**EXTRAIT**
----
On peut toutefois douter que cette nouvelle configuration soit de nature à réconcilier les citoyens avec leurs élus et à revaloriser réellement le rôle de l’Assemblée nationale. D’abord, elle met les élus Républicains et de l’UDI en position d’arbitres. C’est paradoxal, voire problématique d’un point de vue démocratique, puisque la droite de gouvernement enregistre un recul historique, en ayant perdu la moitié de ses députés par rapport à 2017 et en faisant son pire score sous la V° République (62 députés). Une éventuelle coalition à droite irait aussi à rebours de la volonté d’Emmanuel Macron d’amorcer un tournant social et d’entendre les récriminations du peuple de gauche.
----
**DONNÉES RÉPERTORIÉES**

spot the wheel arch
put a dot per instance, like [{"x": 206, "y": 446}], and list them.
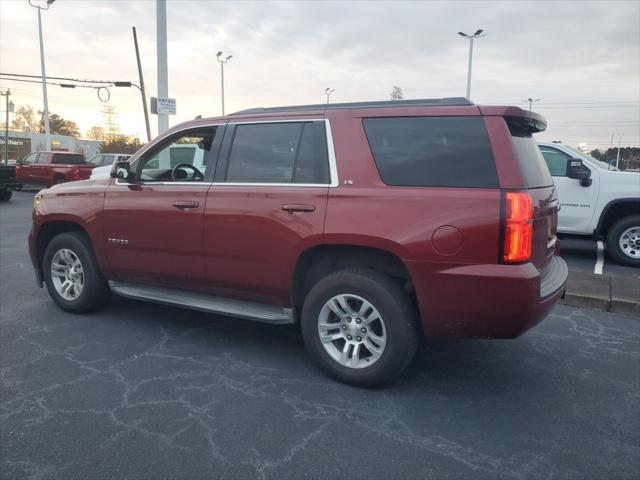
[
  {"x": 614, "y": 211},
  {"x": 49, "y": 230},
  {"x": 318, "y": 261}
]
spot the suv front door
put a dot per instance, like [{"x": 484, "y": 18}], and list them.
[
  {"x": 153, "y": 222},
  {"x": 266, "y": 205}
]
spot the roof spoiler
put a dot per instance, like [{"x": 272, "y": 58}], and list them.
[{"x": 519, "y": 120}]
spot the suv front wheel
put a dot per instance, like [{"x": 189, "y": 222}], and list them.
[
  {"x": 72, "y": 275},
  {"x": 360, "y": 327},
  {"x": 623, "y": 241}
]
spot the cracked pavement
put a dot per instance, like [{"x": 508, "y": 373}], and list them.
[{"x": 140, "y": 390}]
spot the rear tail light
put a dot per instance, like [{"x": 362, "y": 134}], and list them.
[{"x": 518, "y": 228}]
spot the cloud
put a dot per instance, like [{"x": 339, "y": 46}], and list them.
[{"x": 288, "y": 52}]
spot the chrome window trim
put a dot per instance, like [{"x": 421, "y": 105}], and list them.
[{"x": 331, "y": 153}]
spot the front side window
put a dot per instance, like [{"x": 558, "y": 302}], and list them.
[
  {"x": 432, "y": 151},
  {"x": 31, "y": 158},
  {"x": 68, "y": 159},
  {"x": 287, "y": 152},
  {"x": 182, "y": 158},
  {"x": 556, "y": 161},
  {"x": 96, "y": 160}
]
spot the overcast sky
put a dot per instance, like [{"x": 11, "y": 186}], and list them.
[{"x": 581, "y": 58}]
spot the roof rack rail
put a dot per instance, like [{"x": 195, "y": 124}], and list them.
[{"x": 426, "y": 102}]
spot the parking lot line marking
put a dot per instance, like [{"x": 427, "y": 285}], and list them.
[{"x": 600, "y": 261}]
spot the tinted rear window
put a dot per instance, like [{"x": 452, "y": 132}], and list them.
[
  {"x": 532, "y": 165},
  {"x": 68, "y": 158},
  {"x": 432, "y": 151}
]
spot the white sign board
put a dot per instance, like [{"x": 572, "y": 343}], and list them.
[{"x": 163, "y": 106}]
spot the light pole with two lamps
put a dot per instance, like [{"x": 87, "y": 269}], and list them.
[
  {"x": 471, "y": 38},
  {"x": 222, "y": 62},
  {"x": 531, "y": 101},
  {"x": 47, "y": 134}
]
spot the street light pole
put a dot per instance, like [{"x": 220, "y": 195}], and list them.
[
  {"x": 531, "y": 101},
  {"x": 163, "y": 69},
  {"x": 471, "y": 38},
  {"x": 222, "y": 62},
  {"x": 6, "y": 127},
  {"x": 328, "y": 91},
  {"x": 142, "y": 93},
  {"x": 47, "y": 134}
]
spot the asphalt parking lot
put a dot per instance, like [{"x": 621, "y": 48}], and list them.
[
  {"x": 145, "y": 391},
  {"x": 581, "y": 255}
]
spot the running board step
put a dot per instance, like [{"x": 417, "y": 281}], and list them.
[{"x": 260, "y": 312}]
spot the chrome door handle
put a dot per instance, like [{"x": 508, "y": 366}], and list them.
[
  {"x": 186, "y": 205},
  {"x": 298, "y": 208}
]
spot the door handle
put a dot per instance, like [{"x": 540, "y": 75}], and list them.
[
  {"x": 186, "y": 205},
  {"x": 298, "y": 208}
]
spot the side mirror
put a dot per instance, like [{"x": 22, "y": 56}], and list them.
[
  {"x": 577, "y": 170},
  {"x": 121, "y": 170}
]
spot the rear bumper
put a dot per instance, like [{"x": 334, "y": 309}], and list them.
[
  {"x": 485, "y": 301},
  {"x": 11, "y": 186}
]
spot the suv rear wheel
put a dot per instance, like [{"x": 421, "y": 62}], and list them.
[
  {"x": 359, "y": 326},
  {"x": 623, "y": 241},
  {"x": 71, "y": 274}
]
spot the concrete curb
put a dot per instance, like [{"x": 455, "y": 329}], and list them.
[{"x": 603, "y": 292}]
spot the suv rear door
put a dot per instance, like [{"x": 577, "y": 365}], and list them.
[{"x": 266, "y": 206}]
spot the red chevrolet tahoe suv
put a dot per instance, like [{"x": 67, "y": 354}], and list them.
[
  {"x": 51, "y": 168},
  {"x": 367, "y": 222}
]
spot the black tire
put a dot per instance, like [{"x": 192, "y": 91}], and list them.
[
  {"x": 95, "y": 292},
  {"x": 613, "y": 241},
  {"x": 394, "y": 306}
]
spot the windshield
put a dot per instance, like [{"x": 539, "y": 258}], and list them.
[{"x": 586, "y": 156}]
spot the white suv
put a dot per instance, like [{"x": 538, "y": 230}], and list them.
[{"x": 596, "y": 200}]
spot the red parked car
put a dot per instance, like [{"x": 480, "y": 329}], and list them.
----
**LISTE DES TÂCHES**
[1] Pouvez-vous recopier fidèlement le passage de l'extrait sur la nouvelle configuration de l'Assemblée nationale qui commence aux mots « On peut toutefois » et s'arrête après « peuple de gauche. » ?
[2] Pouvez-vous reformuler sous forme de liste le paragraphe de l'extrait sur la nouvelle configuration de l'Assemblée nationale qui commence par « On peut toutefois douter », en gardant ses faits principaux ?
[3] Pouvez-vous écrire la suite de l'extrait sur la nouvelle configuration de l'Assemblée nationale, à partir de sa dernière phrase ?

**RÉPONSES PAR TÂCHE**
[1]
On peut toutefois douter que cette nouvelle configuration soit de nature à réconcilier les citoyens avec leurs élus et à revaloriser réellement le rôle de l’Assemblée nationale. D’abord, elle met les élus Républicains et de l’UDI en position d’arbitres. C’est paradoxal, voire problématique d’un point de vue démocratique, puisque la droite de gouvernement enregistre un recul historique, en ayant perdu la moitié de ses députés par rapport à 2017 et en faisant son pire score sous la V° République (62 députés). Une éventuelle coalition à droite irait aussi à rebours de la volonté d’Emmanuel Macron d’amorcer un tournant social et d’entendre les récriminations du peuple de gauche.

[2]
- Il est douteux que la nouvelle configuration réconcilie les citoyens avec leurs élus et revalorise réellement le rôle de l'Assemblée nationale.
- Elle place les élus Républicains et de l'UDI en position d'arbitres.
- C'est paradoxal, voire problématique sur le plan démocratique. La droite de gouvernement subit en effet un recul historique : elle a perdu la moitié de ses députés par rapport à 2017 et fait son pire score sous la V° République (62 députés).
- Une éventuelle coalition à droite contredirait la volonté d'Emmanuel Macron d'amorcer un tournant social et d'entendre les récriminations du peuple de gauche.

[3]
Ensuite, cette élection marque l’entrée à l’Assemblée nationale de plus de 160 députés populistes, qui vont s’opposer systématiquement aux initiatives du gouvernement, et tenter de le mettre en échec. Dès le lendemain des résultats, le député LFI Éric Coquerel a annoncé que son groupe déposerait une motion de censure le 5 juillet. Les députés du RN et de LFI sont légitimement élus et ne font qu’exercer le mandat que leur ont confié leurs électeurs, mais on peut craindre que, par leurs outrances et leur ligne eurosceptique, protectionniste et pro-russe, ils ne brouillent l’image du pays sur la scène internationale et n’affaiblissent sa position dans l’Union européenne.
On peut enfin s’inquiéter pour la qualité du travail parlementaire. On a déjà pu voir les députés LFI et RN à l’œuvre à l’Assemblée nationale et au Parlement européen – où ils sont nombreux à siéger. Leur implication dans les activités législatives proprement dites est faible, et se limite pour l’essentiel à des prises de parole tempêtueuses et des stratégies d’obstruction plus ou moins efficaces.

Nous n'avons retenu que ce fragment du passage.